Page extract

Article of the Month

August, 2015

 

A DIFFICULT SCRIPTURE

A DELIGHTFUL DISCOVERY

 

There are times when we examine certain Scriptures in the Bible when we feel a certain uneasiness about them.  Often, various translations don’t seem to help.  Equally often, lexicons and other reference works don’t seem to supply what we need.  Nevertheless, we know instinctively (and by comparison with other texts) that the thought as presented seems faulty.

 

Genesis 6:6 and 7 is just such a passage.  The New American Standard reads:

                        “And the Lord was sorry that He had made man on earth,

                        and He was grieved in His heart.

                        “And the Lord said, ‘I will blot out man whom I have created

                        from the face of the land…for I am sorry that I have made them.’”

 

The context is the preparation for the great flood of Noah’s day.  But the troubling aspect is that God’s character and foreknowledge (Acts 15:18) of all that will happen before it ever happens precludes the idea that He could do something and then repent for having done it.  Thus, this passage is hiding something from us.  And if we can discover what is hidden, we will be wealthier for it.

Data to examine
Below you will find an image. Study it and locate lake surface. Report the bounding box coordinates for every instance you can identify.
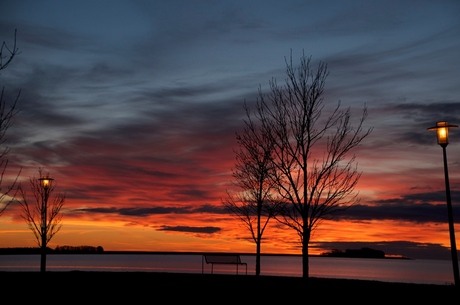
[0,254,454,285]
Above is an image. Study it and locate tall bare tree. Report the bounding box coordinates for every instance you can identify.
[223,103,279,276]
[18,168,66,272]
[0,31,21,216]
[257,52,372,278]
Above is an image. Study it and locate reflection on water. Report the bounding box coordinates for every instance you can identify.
[0,254,453,285]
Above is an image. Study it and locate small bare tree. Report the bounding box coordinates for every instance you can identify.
[18,168,66,272]
[223,103,279,276]
[0,30,19,70]
[0,31,21,216]
[257,50,372,278]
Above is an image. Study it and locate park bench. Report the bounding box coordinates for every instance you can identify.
[201,253,248,275]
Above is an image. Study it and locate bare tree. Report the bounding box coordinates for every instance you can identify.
[223,103,279,275]
[0,31,21,216]
[0,30,19,70]
[257,53,372,278]
[18,168,66,272]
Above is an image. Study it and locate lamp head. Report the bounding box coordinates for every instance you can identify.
[38,176,54,190]
[428,121,458,146]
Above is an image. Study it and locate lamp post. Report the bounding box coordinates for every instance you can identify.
[38,176,54,272]
[428,121,460,288]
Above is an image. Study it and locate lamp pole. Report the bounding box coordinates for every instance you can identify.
[38,176,53,272]
[428,121,460,288]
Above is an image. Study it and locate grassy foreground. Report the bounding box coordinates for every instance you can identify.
[0,271,460,304]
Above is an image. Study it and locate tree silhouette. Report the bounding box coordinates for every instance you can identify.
[223,103,279,275]
[0,31,21,216]
[18,168,66,272]
[250,52,372,278]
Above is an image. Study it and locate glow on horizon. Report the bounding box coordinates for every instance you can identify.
[0,0,460,257]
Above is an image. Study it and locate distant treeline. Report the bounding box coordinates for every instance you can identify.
[321,248,385,258]
[0,246,104,254]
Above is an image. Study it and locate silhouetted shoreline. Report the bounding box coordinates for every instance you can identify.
[0,247,411,259]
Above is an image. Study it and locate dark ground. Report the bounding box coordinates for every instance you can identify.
[0,271,460,304]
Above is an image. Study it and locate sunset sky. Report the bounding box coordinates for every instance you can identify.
[0,0,460,259]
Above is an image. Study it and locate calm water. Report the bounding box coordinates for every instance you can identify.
[0,254,454,285]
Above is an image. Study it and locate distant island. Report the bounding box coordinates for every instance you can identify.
[0,246,104,254]
[0,246,409,259]
[320,247,408,259]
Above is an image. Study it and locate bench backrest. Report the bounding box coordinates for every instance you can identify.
[204,254,241,264]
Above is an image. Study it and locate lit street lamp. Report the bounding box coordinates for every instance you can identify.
[428,121,460,287]
[38,176,54,272]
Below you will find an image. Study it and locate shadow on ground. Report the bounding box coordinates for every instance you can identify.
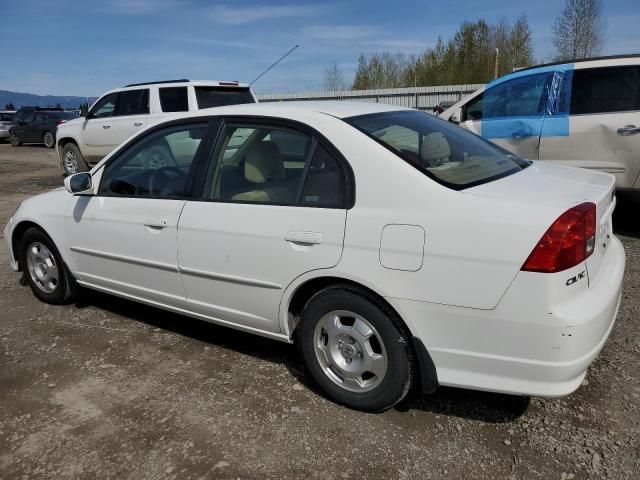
[76,291,529,423]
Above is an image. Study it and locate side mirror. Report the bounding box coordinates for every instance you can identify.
[64,172,93,195]
[449,107,462,123]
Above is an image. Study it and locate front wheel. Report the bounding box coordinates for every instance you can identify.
[42,132,56,148]
[297,286,413,411]
[9,132,22,147]
[20,228,73,305]
[62,143,89,176]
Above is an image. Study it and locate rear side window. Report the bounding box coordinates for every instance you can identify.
[195,87,255,108]
[118,89,149,116]
[571,66,640,115]
[160,87,189,112]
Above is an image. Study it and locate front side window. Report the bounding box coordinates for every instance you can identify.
[194,87,255,108]
[90,93,119,118]
[159,87,189,112]
[117,88,149,116]
[478,72,553,120]
[205,125,345,208]
[570,66,640,115]
[100,124,207,198]
[345,110,530,190]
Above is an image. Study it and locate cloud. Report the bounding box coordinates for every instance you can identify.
[209,5,320,25]
[302,25,376,41]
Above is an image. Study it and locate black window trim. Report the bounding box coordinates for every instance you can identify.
[91,117,218,201]
[342,110,533,192]
[194,115,356,210]
[569,63,640,117]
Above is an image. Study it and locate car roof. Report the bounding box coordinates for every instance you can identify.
[192,101,412,118]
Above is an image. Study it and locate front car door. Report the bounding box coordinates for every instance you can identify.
[540,63,640,188]
[178,119,352,333]
[460,71,554,160]
[82,92,120,162]
[67,120,208,309]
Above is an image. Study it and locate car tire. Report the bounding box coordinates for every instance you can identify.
[9,132,22,147]
[296,285,415,412]
[19,227,76,305]
[62,143,89,177]
[42,132,56,148]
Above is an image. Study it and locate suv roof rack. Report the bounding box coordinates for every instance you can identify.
[122,78,189,88]
[505,53,640,75]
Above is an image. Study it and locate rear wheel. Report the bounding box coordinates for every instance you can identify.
[9,132,22,147]
[20,227,73,305]
[42,132,56,148]
[297,285,413,411]
[62,143,89,176]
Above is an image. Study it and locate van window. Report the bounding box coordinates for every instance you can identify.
[570,66,640,115]
[160,87,189,112]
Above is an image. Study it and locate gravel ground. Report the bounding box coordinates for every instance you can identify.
[0,144,640,480]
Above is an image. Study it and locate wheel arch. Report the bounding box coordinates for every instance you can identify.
[283,275,439,394]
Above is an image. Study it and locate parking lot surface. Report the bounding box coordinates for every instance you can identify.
[0,144,640,480]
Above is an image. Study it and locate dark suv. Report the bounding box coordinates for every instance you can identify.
[9,109,78,148]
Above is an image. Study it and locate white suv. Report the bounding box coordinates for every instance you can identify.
[440,55,640,190]
[56,80,258,175]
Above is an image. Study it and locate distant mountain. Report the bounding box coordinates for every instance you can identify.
[0,90,97,110]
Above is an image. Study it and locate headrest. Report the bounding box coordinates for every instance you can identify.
[244,141,285,183]
[420,132,451,167]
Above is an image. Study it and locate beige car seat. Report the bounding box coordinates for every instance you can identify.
[231,141,294,203]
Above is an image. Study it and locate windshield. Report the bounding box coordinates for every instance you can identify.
[345,110,530,190]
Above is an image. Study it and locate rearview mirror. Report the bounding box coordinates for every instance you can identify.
[64,172,93,195]
[449,107,462,123]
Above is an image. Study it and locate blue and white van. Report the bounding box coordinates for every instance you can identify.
[440,55,640,190]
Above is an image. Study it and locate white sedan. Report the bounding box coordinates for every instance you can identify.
[5,102,625,411]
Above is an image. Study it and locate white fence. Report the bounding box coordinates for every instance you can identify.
[258,84,483,110]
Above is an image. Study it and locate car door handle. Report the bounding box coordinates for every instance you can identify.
[284,232,322,245]
[618,125,640,137]
[144,217,168,228]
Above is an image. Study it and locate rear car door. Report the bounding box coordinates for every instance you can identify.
[460,72,553,160]
[82,92,120,161]
[111,88,151,145]
[540,65,640,188]
[178,119,351,332]
[67,120,208,308]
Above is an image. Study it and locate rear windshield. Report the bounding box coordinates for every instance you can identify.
[345,110,531,190]
[49,112,80,120]
[195,87,256,108]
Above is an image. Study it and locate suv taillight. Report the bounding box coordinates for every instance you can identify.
[522,202,596,273]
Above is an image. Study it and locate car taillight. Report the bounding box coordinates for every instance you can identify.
[522,202,596,273]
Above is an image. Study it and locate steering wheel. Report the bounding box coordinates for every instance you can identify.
[149,166,187,195]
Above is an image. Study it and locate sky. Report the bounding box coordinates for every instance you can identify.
[0,0,640,96]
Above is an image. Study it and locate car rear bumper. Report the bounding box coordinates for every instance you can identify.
[389,237,625,397]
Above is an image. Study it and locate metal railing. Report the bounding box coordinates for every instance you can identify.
[258,84,484,110]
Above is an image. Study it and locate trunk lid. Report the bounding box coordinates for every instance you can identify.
[464,162,616,279]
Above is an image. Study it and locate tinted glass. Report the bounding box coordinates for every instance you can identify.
[571,66,640,115]
[160,87,189,112]
[345,111,530,190]
[207,125,312,205]
[195,87,255,108]
[100,124,207,198]
[90,93,118,118]
[118,89,149,116]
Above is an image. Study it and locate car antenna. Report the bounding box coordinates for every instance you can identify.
[249,45,300,86]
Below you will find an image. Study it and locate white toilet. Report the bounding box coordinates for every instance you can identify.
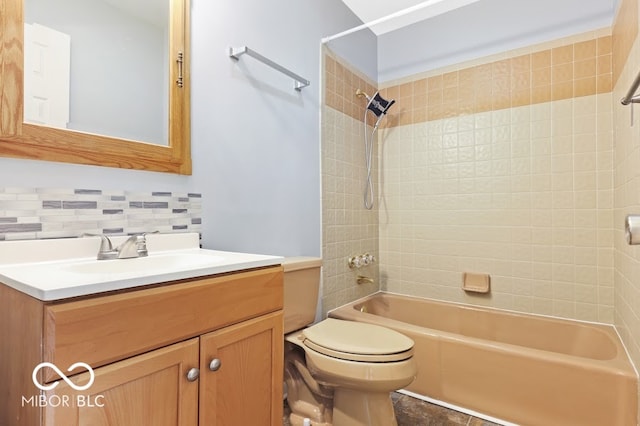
[283,257,417,426]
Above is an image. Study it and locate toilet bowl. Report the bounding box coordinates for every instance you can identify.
[284,258,417,426]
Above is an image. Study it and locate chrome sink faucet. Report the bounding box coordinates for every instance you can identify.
[82,231,158,260]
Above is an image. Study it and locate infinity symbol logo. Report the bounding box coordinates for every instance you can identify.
[31,362,96,391]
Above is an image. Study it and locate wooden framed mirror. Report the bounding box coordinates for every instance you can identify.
[0,0,191,174]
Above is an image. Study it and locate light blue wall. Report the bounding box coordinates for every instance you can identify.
[378,0,619,83]
[0,0,375,255]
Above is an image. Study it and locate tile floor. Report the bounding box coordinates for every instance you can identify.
[282,392,499,426]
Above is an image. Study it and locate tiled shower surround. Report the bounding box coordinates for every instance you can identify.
[0,188,202,240]
[322,0,640,418]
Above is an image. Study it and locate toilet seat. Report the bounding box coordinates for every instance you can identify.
[302,318,413,362]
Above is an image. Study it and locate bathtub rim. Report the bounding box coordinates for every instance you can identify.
[327,290,640,383]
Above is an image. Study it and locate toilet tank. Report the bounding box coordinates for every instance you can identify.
[282,257,322,334]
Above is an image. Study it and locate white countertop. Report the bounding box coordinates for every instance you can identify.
[0,233,283,301]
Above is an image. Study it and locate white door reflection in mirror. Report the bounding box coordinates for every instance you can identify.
[24,0,170,145]
[24,24,71,129]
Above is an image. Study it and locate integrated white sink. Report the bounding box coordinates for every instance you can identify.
[56,250,225,275]
[0,234,283,301]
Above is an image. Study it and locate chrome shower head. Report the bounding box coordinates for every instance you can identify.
[356,89,396,118]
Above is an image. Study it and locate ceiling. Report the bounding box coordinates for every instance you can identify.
[342,0,620,35]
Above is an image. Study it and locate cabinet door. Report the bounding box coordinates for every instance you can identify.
[44,338,199,426]
[200,311,284,426]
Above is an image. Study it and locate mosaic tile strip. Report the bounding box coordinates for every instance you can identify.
[0,188,202,241]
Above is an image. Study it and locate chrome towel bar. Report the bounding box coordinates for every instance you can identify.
[229,46,311,92]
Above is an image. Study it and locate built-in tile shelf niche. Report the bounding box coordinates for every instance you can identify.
[0,187,202,241]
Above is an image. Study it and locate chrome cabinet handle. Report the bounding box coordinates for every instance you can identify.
[209,358,222,371]
[187,368,200,382]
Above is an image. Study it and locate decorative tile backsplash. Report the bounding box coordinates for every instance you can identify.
[0,188,202,240]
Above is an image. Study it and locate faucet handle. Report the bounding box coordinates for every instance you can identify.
[136,231,160,257]
[80,232,113,252]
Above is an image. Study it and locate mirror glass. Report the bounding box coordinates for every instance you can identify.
[0,0,191,175]
[24,0,170,146]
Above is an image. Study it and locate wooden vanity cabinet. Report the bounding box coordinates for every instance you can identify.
[0,266,283,426]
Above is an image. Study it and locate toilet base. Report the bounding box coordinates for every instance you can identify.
[289,413,333,426]
[333,388,398,426]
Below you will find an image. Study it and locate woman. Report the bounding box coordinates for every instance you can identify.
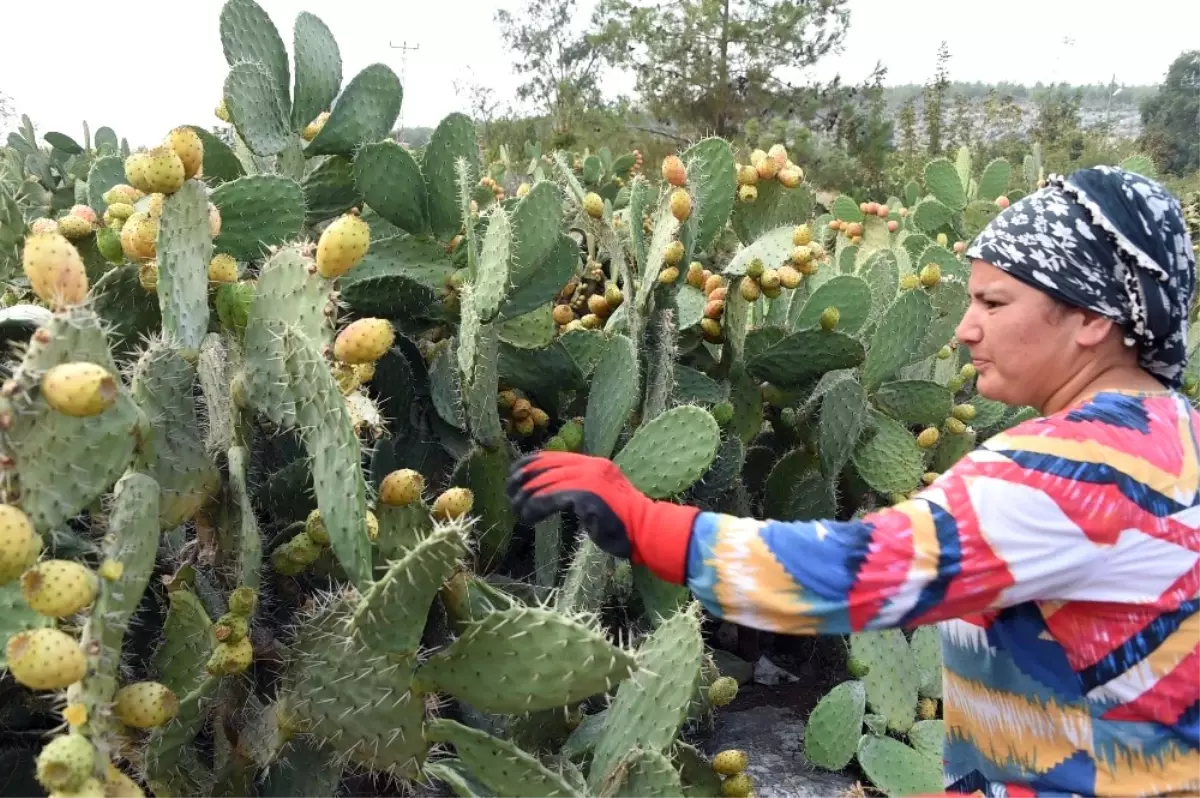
[509,167,1200,798]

Exercise aim
Pull out the stretch of the article on Genesis 6:6 and 7 from "August, 2015" through "presented seems faulty.", word for word. Rely only on the article for these, not on the entries.

Problem solution
August, 2015

 

A DIFFICULT SCRIPTURE

A DELIGHTFUL DISCOVERY

 

There are times when we examine certain Scriptures in the Bible when we feel a certain uneasiness about them.  Often, various translations don’t seem to help.  Equally often, lexicons and other reference works don’t seem to supply what we need.  Nevertheless, we know instinctively (and by comparison with other texts) that the thought as presented seems faulty.